### WHAT THIS TASK INVOLVES
The required output is the line containing "Question. Locate the wire" through the final line of the material below, printed exactly, with no other lines.

-*-*-

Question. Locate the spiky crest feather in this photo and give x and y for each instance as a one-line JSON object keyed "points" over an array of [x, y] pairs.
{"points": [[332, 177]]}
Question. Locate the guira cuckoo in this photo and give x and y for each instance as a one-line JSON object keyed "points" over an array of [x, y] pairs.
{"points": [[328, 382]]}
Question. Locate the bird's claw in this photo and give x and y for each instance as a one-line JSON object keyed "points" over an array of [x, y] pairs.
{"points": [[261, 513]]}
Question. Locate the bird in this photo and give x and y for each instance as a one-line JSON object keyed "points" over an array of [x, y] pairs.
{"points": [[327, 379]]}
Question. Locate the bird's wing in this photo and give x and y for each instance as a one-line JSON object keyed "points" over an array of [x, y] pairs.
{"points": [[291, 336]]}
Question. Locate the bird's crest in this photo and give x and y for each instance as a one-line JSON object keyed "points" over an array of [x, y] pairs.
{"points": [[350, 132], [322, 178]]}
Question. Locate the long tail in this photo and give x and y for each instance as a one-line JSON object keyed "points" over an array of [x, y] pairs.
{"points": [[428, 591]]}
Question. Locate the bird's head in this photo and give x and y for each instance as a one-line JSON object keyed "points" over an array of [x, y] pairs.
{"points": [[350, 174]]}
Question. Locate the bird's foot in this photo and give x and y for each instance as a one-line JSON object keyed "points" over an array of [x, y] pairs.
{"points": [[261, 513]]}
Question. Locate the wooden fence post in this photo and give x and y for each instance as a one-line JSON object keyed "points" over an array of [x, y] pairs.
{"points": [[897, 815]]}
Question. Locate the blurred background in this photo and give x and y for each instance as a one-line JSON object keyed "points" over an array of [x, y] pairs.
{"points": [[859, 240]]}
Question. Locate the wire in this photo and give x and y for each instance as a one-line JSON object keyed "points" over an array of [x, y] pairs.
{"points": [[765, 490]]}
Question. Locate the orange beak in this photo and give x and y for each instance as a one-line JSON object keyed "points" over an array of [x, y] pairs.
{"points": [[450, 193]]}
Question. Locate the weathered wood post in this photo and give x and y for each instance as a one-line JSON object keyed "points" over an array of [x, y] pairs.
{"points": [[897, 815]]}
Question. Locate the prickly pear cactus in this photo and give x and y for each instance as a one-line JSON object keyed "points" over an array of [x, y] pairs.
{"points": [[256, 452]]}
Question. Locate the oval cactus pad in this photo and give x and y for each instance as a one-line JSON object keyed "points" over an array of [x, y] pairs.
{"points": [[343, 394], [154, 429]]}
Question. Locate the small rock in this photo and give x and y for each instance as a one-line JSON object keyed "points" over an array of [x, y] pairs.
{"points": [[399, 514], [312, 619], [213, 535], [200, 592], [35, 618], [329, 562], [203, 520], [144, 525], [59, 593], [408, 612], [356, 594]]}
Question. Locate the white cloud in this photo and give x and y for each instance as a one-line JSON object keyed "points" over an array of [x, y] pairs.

-*-*-

### EXERCISE SOLUTION
Question. Locate the wire in this photo and give x and y for each instance as a one-line JSON object keyed "points" over an array of [x, y] pairs.
{"points": [[765, 490]]}
Question. Locate the orange beak in this photo and give x and y for each instance as a one-line JSON object keyed "points" over an array of [x, y] pairs.
{"points": [[450, 193]]}
Question. Locate the weathered wood post in this photo and give x and y for each instance as a one-line JSON object keyed "points" over an array of [x, y] pairs.
{"points": [[897, 815]]}
Question. Locate the prickly pear cactus in this photo and give x and y for each instance as a one-line JSON object keyed "points" over an array of [x, y] pairs.
{"points": [[256, 452]]}
Question. Locate the oval cactus pad in this photo and give x and y for each instance as a one-line JSON object keyed "points" over an array of [x, y] pairs.
{"points": [[343, 394], [154, 429]]}
Question. Locate the small rock in this photo and give x and y for each instance as a one-line JSON object keyed "points" over an array of [x, y] pairs.
{"points": [[399, 514], [312, 619], [213, 535], [200, 592], [35, 618], [329, 562], [203, 520], [144, 525], [59, 593], [408, 612], [356, 594]]}
Question. Locate the white cloud in this photo and give x and y for each instance as a one-line JSON object keyed "points" over an array of [x, y] pairs.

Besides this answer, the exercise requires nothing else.